-- Instructions for the task --
Scan the records below. Copy every line in which the word "tree" appears.
Start of Data
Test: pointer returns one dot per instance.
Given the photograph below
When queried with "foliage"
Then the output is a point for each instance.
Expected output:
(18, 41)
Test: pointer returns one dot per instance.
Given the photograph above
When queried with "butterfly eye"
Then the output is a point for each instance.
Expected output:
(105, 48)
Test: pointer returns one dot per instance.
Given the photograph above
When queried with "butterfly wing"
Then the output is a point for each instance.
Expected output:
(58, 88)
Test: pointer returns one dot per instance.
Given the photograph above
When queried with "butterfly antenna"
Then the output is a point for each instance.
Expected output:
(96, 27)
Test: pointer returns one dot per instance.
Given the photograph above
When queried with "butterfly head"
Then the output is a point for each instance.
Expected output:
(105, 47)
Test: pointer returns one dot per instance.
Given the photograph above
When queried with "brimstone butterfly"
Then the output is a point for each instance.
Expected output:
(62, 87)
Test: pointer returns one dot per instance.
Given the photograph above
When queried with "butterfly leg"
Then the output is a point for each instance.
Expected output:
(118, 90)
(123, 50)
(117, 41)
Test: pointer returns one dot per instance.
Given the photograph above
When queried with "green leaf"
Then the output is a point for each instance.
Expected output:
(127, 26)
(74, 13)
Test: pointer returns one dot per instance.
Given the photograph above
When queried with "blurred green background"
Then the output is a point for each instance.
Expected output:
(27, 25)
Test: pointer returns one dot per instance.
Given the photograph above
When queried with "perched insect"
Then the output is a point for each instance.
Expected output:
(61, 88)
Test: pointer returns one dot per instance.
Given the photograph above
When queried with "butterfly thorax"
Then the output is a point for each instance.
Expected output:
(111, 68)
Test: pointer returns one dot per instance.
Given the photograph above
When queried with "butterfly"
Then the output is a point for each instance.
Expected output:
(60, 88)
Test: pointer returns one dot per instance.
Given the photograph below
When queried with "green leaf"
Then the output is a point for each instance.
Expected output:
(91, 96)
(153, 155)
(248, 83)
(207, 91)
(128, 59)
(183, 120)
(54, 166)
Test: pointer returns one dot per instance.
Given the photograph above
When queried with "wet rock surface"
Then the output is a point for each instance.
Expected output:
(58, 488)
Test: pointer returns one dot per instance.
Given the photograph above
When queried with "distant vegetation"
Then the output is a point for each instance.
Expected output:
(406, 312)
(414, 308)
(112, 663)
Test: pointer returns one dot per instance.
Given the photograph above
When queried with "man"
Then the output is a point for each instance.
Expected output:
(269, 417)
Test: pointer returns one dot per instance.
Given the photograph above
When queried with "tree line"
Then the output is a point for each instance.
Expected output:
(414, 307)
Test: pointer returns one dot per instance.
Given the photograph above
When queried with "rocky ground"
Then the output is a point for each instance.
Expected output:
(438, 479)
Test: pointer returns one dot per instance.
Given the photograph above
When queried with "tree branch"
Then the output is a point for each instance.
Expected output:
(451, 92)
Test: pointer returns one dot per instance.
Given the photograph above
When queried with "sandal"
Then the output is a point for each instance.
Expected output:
End of Data
-- Solution --
When queried with "tree line"
When queried with "tree branch"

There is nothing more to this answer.